_WORK REQUIRED_: Every entry should be reproduced word for word.

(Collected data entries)

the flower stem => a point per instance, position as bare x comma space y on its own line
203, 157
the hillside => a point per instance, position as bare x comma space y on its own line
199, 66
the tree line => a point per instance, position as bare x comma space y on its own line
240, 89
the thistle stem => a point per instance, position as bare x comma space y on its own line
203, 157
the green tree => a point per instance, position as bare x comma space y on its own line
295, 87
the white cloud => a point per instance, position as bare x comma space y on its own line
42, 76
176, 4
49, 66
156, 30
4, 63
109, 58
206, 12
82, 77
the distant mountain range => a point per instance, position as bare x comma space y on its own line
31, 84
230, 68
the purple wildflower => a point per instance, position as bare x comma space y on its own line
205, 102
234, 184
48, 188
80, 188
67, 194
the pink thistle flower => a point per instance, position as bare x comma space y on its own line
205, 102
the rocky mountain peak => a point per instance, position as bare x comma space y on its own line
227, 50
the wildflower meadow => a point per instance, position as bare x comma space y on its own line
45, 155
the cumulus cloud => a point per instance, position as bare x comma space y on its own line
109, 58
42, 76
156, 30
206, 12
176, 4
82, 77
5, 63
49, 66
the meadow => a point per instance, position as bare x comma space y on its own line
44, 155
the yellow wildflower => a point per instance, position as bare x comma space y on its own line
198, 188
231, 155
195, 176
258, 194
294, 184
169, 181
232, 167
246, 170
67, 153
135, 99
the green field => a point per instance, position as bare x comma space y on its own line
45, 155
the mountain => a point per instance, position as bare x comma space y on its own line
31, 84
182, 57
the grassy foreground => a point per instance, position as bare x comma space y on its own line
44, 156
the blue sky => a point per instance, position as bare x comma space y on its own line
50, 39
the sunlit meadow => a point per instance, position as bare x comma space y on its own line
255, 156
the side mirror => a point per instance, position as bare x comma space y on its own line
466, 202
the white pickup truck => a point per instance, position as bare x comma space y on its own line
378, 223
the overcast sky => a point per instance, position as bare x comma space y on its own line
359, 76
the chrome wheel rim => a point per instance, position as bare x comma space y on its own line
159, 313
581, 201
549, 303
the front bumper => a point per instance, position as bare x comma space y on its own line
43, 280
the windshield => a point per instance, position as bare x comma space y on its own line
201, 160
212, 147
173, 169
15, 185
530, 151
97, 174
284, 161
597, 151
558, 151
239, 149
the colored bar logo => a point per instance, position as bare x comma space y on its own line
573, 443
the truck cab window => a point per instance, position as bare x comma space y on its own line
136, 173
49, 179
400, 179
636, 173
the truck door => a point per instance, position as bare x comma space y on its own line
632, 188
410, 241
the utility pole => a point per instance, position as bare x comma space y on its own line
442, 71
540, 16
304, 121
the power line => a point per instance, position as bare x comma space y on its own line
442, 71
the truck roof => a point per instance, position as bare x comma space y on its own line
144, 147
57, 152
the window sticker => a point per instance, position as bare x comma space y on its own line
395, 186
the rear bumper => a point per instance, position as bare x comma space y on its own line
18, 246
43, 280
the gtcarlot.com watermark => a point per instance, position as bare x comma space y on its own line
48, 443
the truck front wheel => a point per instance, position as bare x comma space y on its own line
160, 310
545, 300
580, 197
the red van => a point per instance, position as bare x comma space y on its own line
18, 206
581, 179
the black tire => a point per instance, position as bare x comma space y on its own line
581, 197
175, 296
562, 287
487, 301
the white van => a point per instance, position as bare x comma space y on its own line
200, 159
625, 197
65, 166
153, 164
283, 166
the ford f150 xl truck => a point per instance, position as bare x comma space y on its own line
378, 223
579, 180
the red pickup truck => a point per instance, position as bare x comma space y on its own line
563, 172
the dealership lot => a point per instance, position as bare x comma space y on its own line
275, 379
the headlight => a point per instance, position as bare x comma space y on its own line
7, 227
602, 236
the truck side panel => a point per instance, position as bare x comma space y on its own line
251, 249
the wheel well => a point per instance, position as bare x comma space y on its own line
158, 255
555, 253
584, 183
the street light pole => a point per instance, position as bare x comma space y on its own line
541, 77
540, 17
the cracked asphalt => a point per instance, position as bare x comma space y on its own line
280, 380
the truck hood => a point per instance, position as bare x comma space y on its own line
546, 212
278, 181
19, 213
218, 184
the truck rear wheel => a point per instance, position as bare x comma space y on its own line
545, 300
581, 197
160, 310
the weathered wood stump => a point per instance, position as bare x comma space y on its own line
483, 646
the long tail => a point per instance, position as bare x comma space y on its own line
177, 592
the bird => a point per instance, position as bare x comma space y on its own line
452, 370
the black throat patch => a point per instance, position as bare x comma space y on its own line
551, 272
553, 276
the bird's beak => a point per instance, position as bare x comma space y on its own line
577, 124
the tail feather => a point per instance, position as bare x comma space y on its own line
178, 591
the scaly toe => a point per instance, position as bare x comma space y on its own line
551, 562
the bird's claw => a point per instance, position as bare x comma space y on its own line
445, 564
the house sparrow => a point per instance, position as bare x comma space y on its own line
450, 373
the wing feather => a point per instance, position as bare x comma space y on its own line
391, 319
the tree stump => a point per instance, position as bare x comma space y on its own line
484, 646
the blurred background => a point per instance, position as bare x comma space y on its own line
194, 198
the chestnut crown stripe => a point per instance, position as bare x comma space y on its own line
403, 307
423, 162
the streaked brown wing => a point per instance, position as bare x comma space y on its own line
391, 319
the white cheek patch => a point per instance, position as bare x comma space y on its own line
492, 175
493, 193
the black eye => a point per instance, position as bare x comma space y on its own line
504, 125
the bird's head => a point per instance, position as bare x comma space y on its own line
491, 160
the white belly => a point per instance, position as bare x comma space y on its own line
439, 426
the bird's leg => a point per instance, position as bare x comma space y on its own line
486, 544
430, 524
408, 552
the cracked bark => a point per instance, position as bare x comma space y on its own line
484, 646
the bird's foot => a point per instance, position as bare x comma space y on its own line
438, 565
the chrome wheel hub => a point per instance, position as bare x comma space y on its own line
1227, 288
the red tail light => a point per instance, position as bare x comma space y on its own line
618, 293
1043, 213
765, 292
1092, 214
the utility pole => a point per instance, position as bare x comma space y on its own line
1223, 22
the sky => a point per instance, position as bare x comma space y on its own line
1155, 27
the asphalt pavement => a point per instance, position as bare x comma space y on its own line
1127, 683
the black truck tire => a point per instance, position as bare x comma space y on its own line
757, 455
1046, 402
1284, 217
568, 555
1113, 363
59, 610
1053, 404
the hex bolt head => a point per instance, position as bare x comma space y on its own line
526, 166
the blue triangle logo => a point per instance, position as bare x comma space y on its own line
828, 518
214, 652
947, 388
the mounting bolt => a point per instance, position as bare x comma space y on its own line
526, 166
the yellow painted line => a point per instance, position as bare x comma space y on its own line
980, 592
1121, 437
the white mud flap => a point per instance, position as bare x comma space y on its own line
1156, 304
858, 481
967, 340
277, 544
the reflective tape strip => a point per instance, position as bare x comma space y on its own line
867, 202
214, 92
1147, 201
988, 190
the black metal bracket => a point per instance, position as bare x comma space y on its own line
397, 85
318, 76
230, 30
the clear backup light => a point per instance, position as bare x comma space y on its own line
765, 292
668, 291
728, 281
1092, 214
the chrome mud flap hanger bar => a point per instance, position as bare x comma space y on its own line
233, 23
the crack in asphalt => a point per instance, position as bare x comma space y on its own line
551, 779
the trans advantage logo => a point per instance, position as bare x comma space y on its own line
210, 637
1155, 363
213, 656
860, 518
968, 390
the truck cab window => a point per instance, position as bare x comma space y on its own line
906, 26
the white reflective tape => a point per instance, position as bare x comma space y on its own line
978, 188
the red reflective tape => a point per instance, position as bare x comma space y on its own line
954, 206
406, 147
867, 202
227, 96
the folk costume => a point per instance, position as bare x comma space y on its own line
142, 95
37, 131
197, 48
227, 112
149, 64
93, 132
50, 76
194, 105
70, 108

_EXERCISE SOLUTION_:
the flower stem => a point per instance, position as bare x comma space y on its own line
203, 157
the hillside => a point per instance, position as bare x comma space y on its own line
199, 66
the tree line => a point per instance, position as bare x comma space y on its own line
240, 89
the thistle stem => a point per instance, position as bare x comma space y on its own line
203, 157
the green tree => a point per instance, position as bare x comma space y on its own line
295, 87
the white cloud => a point per instance, position as bare x comma space y on its own line
42, 76
176, 4
49, 66
156, 30
4, 63
109, 58
206, 12
82, 77
the distant mountain range => a point per instance, position as bare x comma space y on its own line
31, 84
230, 68
the purple wildflower => a point per instance, position as bare x comma space y on its own line
205, 102
234, 184
48, 188
80, 188
67, 194
the pink thistle flower => a point per instance, position as bare x comma space y on its own line
205, 102
the rocky mountain peak => a point per instance, position as bare x comma space y on its own line
227, 50
the wildflower meadow => a point per instance, position as bare x comma space y on its own line
45, 155
the cumulus cloud => a point per instance, position as bare x comma space y on its own line
109, 58
42, 76
156, 30
206, 12
176, 4
82, 77
5, 63
49, 66
the meadow => a point per instance, position as bare x comma space y on its own line
44, 155
the yellow wildflower => a point per instance, position as bare x comma space y on its own line
198, 188
231, 155
195, 176
258, 194
294, 184
169, 181
232, 167
246, 170
67, 153
135, 99
the green field => a point per instance, position as bare x comma space y on its own line
45, 155
the mountain => a point per instance, position as bare x comma space y on its own line
31, 84
182, 57
the grassy foreground => a point per instance, position as bare x comma space y on its own line
44, 156
the blue sky => a point per instance, position as bare x comma space y on its own line
50, 39
the sunlit meadow => a point per instance, position as bare x comma space y on its own line
255, 156
the side mirror => a point per instance, position as bare x comma space y on its own line
466, 202
the white pickup truck => a point per instance, position as bare x comma space y on its own line
378, 223
the overcast sky => a point per instance, position as bare x comma space y on its own line
359, 76
the chrome wheel rim => a point per instance, position as bare x comma space y on its own line
159, 313
581, 201
549, 303
the front bumper => a point per instance, position as bare x comma space y on its own line
43, 280
the windshield => a point per instance, position as bare x comma space y on its own line
201, 160
212, 147
173, 169
15, 185
530, 151
97, 174
284, 161
597, 151
558, 151
239, 149
the colored bar logo => a point per instance, position as bare x comma space y on its own line
573, 443
the truck cab window => a point per instance, position as bare x comma space y on its own line
136, 173
49, 179
400, 179
636, 173
the truck door => a point per instance, position as bare x comma space y on its own line
632, 188
410, 241
the utility pole => a point per instance, position as bare x comma space y on its own line
442, 71
540, 16
304, 121
the power line => a point per instance, position as bare x comma space y on its own line
442, 71
the truck roof => a point per instance, position as bare x comma space y on its own line
144, 147
57, 152
the window sticker => a point per instance, position as bare x comma space y on its own line
395, 186
the rear bumper => a point per instance, position as bare x comma space y on its own line
18, 246
43, 280
the gtcarlot.com watermark => a point per instance, position as bare x comma space y on its own line
48, 443
the truck front wheel => a point per instance, position as bare x comma space y on its own line
160, 310
545, 300
580, 197
the red van => a point per instance, position as bare x comma space y on its own line
18, 206
581, 179
the black tire => a point per instance, position as bare x comma space y on its own line
581, 197
175, 296
562, 287
487, 301
the white van => a point per instance, position as bare x comma space y on its own line
200, 159
625, 197
65, 166
153, 164
283, 166
the ford f150 xl truck => a point per instance, position as bare x comma space y on its own line
378, 223
579, 180
the red pickup truck => a point per instance, position as bare x comma space y on its own line
563, 172
the dealership lot => a point per instance, position as bare x comma space y on its own line
275, 379
the headlight => a point per instance, position as bare x comma space y on its own line
7, 227
602, 236
the truck side panel => a point per instance, position as bare x comma space y on its own line
251, 249
the wheel well => a point per instance, position as bare x comma space y on its own line
158, 255
555, 253
584, 183
the street light pole => a point per instance, position as bare x comma space y on its own line
541, 77
540, 17
the cracked asphalt => a point per instance, position as bare x comma space y on its own line
280, 380
the truck hood => a point per instance, position as bare x comma space y on its own line
546, 212
278, 181
19, 213
218, 184
the truck rear wheel => a point per instance, position as bare x comma space y on its own line
545, 300
581, 197
160, 310
the weathered wood stump => a point per instance, position as bare x comma space y on its own line
483, 646
the long tail => a point per instance, position as bare x comma space y on its own line
177, 592
the bird => a point per instance, position as bare x comma space y on its own line
452, 370
the black throat patch => a point per instance, position as bare x comma space y on its own line
551, 272
553, 276
the bird's beak => a point per instance, position as bare x comma space y on its own line
577, 124
the tail feather => a point per instance, position as bare x comma space y on its own line
178, 591
the scaly toe => a point per instance, position as bare x comma space y on its own line
551, 562
the bird's claw => a point per instance, position as bare x comma space y on its own line
445, 564
the house sparrow => a point per instance, position as bare x comma space y on its own line
450, 373
the wing feather => a point per instance, position as bare x comma space y on its own line
391, 319
the tree stump => a point per instance, position as bare x comma space y on its own line
484, 646
the blurred background => a point per instance, position as bare x comma space y on its own line
194, 198
the chestnut crown stripe => a point per instance, position as bare x comma space y on its own line
403, 307
423, 162
the streaked brown wing => a point per instance, position as bare x comma space y on its own line
391, 319
the white cheek patch => a point per instance, position as bare x comma space y on its own line
492, 175
493, 193
the black eye => a point per instance, position as bare x comma space y on its own line
504, 125
the bird's head => a point per instance, position as bare x comma space y on its own line
491, 160
the white belly => a point per instance, position as bare x comma space y on its own line
439, 426
the bird's leg => a point per instance, position as bare x comma space y on its own line
486, 544
430, 524
408, 552
the cracked bark => a point per instance, position as bare x comma space y on its own line
484, 646
the bird's foot => a point per instance, position as bare x comma space y on its own line
438, 565
the chrome wheel hub => a point per instance, position as bare x comma space y on its own line
1227, 288
the red tail light => a point per instance, position as bare x comma space y on its own line
618, 293
1043, 213
765, 292
1092, 214
the utility pole => a point per instance, position as bare x comma space y on its own line
1223, 22
the sky => a point per instance, position as bare x comma space y on its own line
1155, 27
the asphalt pavement => a point per instance, position as bare x comma space y on its own line
1127, 683
the black truck tire => a point per instance, position as bare x comma space y on its own line
757, 455
1046, 402
1284, 217
568, 555
1113, 363
59, 610
1053, 404
the hex bolt head => a point per instance, position as bare x comma space y on its own line
526, 166
the blue triangle logo => a point per instance, position as bare x comma space y on its own line
828, 518
214, 652
947, 388
the mounting bolt => a point per instance, position as bare x comma space y on its own line
526, 166
the yellow painted line => a point per instance, position as bare x comma space y on its own line
980, 592
1121, 437
the white mud flap => a point per instance, position as bare x comma space y on its own line
1156, 304
858, 481
967, 340
277, 544
the reflective tape strip => a point per instance, position as bare x comma space y on its own line
867, 202
214, 92
1147, 201
988, 190
the black metal bracket => a point per instance, position as bare x comma space y on its own line
397, 85
318, 76
230, 30
the clear backup light => a point per instance, position as bare x comma space y on its own line
765, 292
668, 291
728, 281
1092, 214
the chrome mud flap hanger bar => a point per instance, position as bare x comma space y on its own line
233, 23
the crack in asphalt => a point per instance, position as bare x comma space y on its own line
551, 779
the trans advantage logo => a point per instance, position as bare x comma space y on its own line
210, 637
1155, 363
213, 656
860, 518
968, 390
the truck cab window => a point per instance, position as bare x comma space y on its own line
906, 26
the white reflective tape => a point per instance, position as bare x comma space y on its own line
978, 188
the red reflective tape => a point per instance, position as bare x comma space y on its own line
954, 206
406, 147
867, 202
227, 96
the folk costume => a point per instance, position as bare x comma space y on its own line
142, 95
37, 131
197, 48
227, 112
149, 64
93, 132
50, 76
194, 105
70, 108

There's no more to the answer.